**** Passage to read

Start the MCP server for Copilot integration with improved error handling.

python mcp_cli_fixed.py server [OPTIONS]

Options:

  • --host TEXT: Server host (default: 127.0.0.1)
  • --port INTEGER: Server port (default: 8181)
  • --no-admin: Disable admin HTTP interface

Examples:

# Start server with defaults
python mcp_cli_fixed.py server

# Start server on custom port
python mcp_cli_fixed.py server --port 8080

# Start server on custom host
python mcp_cli_fixed.py server --host 0.0.0.0

# Start server without admin interface
python mcp_cli_fixed.py server --no-admin

# Start server with custom host and port
python mcp_cli_fixed.py server --host 0.0.0.0 --port 9090

⚙️ Configuration

Environment Variables

Customize the behavior using environment variables:

# Set embedding model
set MCP_MODEL_NAME=all-mpnet-base-v2

# Set chunk size for text processing
set MCP_CHUNK_SIZE=200

# Set chunk overlap
set MCP_OVERLAP=50

# Set environment
set MCP_ENVIRONMENT=production

Configuration File

The system uses config.py for advanced configuration. You can modify:

  • Embedding model settings
  • Text chunking parameters
  • File paths for index and metadata
  • Server configuration

Fallback Systems

The CLI includes multiple fallback systems for maximum reliability:

  • MCP Server Fallback: Falls back to simple implementation if full MCP unavailable
  • Text Search Fallback: Uses basic text matching if semantic search fails
  • Export Fallback: Falls back to text format if PDF/HTML generation fails
  • Directory Creation: Automatically creates notes directory if missing

📚 Examples

Complete Workflow

# 1. Setup and check system
python mcp_cli_fixed.py list-notes
python mcp_cli_fixed.py stats

# 2. Add new research notes
echo "# Machine Learning Research
Recent advances in neural networks and deep learning" > research.md
python mcp_cli_fixed.py add-note ./research.md --auto-tag --rebuild

# 3. Search and analyze
python mcp_cli_fixed.py search "neural networks" --format table --limit 5

# 4. Export findings
python mcp_cli_fixed.py export-search "deep learning" --format pdf --output ml_research.pdf

# 5. View statistics
python mcp_cli_fixed.py stats --period week --format json

# 6. Start server for Copilot
python mcp_cli_fixed.py server

Batch Processing

# Add multiple notes
for file in ./new_notes/*.md; do
    python mcp_cli_fixed.py add-note "$file" --auto-tag
done

# Rebuild index after batch
python mcp_cli_fixed.py rebuild-index

# Export multiple searches
python mcp_cli_fixed.py export-search "machine learning" --format pdf --output ml.pdf
python mcp_cli_fixed.py export-search "web development" --format html --output web.html
python mcp_cli_fixed.py export-search "docker" --format markdown --output docker.md

Advanced Search

# High-precision search
python mcp_cli_fixed.py search "machine learning algorithms" --threshold 0.8 --limit 10

# Export search with custom filename
python mcp_cli_fixed.py search "data science" --export ds_results.json --format json

# Search with table output
python mcp_cli_fixed.py search "python libraries" --format table --limit 8

Environment Configuration

# Set custom model
set MCP_MODEL_NAME=all-mpnet-base-v2
set MCP_CHUNK_SIZE=300
set MCP_OVERLAP=100

# Test with new settings
python mcp_cli_fixed.py rebuild-index
python mcp_cli_fixed.py search "machine learning" --limit 5

🔧 Troubleshooting

Common Issues

1. Import Errors:

# Check dependencies
pip install -r requirements.txt

# Verify Python path
python -c "import sys; print(sys.path)"

********
**** Record excerpts

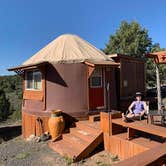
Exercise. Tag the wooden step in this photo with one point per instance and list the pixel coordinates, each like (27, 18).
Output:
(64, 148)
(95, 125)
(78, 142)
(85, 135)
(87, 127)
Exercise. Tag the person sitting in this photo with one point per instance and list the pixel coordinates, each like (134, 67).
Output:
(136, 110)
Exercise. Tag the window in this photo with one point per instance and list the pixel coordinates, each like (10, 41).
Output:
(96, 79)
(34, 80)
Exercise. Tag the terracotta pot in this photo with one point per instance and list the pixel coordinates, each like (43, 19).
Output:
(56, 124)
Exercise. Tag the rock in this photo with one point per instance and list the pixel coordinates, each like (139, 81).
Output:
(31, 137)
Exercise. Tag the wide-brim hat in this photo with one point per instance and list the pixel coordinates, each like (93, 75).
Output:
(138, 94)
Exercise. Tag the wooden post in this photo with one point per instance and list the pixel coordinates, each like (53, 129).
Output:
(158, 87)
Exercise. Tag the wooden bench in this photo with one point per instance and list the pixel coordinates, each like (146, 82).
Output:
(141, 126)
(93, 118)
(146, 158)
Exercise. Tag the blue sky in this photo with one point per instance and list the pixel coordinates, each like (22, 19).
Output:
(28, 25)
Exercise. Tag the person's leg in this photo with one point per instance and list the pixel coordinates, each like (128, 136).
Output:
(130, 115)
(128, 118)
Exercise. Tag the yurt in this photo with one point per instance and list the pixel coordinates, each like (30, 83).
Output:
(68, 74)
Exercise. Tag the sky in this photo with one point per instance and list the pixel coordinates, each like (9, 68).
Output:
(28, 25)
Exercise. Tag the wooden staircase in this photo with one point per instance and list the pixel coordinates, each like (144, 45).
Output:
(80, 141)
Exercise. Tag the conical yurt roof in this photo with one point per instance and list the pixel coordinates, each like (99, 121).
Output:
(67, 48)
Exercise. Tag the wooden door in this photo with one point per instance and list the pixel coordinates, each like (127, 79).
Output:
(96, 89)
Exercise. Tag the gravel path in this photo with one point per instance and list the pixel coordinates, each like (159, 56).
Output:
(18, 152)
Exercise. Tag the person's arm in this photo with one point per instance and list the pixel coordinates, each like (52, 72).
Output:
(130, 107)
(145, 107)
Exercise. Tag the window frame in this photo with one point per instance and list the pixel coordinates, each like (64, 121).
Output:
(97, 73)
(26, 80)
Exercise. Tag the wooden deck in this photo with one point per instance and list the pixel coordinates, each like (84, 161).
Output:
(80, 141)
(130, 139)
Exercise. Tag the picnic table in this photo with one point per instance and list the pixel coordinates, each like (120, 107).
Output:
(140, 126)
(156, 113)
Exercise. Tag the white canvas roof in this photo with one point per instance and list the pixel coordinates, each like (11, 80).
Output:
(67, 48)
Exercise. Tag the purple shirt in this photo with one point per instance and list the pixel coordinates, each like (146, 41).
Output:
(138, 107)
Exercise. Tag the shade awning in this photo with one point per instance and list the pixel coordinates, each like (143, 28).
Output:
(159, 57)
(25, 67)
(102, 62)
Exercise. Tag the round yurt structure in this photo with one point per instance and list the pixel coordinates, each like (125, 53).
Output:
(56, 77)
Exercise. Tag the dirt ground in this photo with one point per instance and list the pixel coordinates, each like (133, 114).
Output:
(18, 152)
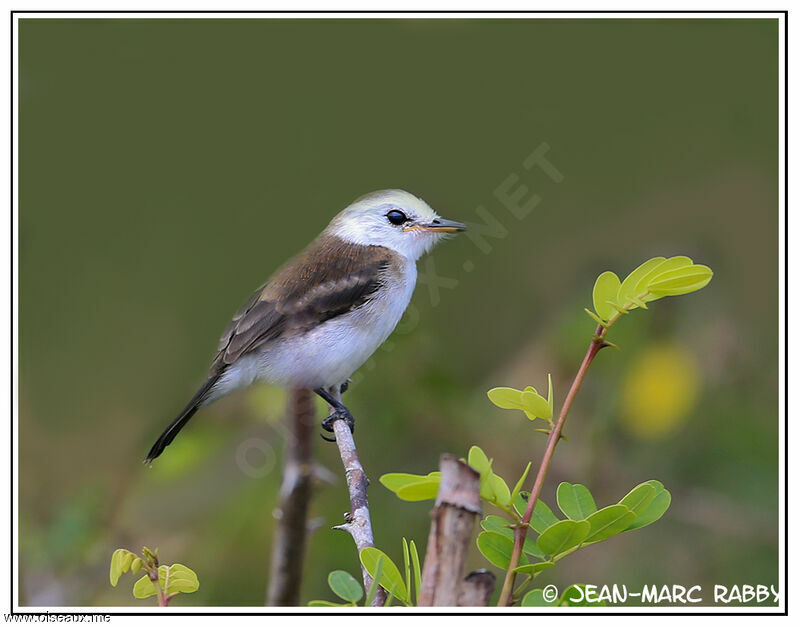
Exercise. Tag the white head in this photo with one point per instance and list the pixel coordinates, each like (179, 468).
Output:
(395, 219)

********
**** Record excerpts

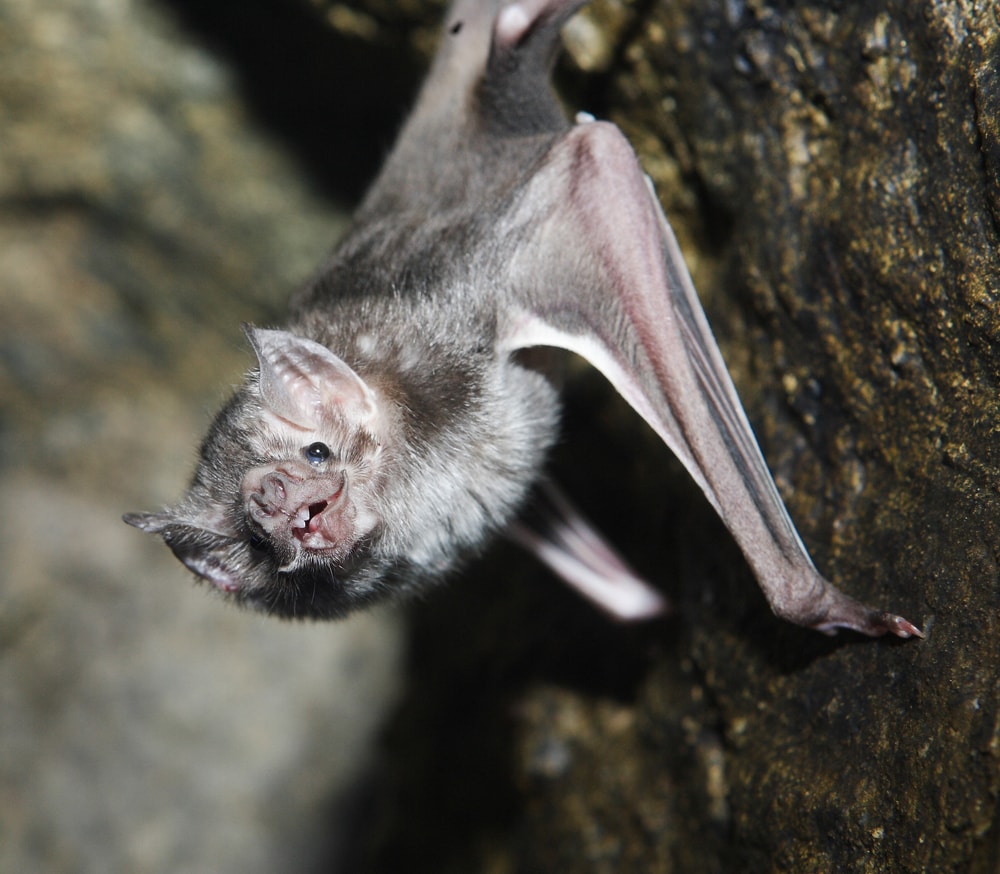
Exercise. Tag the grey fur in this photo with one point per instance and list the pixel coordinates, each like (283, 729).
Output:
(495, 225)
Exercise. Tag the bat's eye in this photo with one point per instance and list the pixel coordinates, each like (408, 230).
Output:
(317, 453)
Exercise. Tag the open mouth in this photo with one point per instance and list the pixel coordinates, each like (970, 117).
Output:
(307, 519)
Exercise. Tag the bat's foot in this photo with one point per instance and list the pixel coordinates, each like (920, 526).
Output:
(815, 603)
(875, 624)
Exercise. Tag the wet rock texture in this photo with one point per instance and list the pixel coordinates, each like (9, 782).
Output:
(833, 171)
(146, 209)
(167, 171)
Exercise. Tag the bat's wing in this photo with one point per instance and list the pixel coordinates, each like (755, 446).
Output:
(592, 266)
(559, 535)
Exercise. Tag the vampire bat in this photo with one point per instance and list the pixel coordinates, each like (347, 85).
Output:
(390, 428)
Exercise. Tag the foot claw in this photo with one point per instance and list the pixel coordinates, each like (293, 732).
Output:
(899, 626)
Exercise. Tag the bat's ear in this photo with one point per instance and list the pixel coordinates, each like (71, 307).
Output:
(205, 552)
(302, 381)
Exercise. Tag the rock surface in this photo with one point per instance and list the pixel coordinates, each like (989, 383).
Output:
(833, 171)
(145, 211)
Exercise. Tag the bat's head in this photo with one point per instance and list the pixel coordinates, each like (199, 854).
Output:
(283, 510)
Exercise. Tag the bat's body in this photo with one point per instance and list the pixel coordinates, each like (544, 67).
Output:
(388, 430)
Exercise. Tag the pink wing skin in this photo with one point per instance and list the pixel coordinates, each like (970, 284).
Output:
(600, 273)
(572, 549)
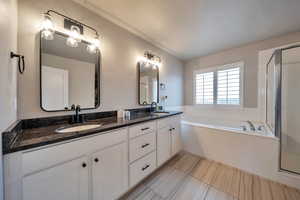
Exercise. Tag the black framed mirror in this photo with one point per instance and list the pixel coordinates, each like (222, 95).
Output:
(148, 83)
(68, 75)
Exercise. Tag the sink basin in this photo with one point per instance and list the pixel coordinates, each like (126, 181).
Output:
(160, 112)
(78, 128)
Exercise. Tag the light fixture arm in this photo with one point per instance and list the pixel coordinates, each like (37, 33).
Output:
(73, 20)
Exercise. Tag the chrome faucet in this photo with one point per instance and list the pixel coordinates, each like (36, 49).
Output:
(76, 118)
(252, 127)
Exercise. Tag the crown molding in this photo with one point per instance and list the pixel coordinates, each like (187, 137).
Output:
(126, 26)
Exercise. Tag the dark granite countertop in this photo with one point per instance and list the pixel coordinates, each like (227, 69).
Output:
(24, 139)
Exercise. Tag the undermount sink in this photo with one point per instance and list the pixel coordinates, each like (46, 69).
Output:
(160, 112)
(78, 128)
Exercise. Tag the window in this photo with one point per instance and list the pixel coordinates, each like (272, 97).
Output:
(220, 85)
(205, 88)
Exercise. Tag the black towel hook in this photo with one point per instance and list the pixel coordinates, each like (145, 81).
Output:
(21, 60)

********

Exercise requirements:
Answer these questions from the command-line documentation above:
(a) What is the default server port?
(b) What format does the Export Fallback use if PDF/HTML generation fails?
(c) Which command is given under "Import Errors" to check dependencies?

Exercise output:
(a) 8181
(b) Text format
(c) pip install -r requirements.txt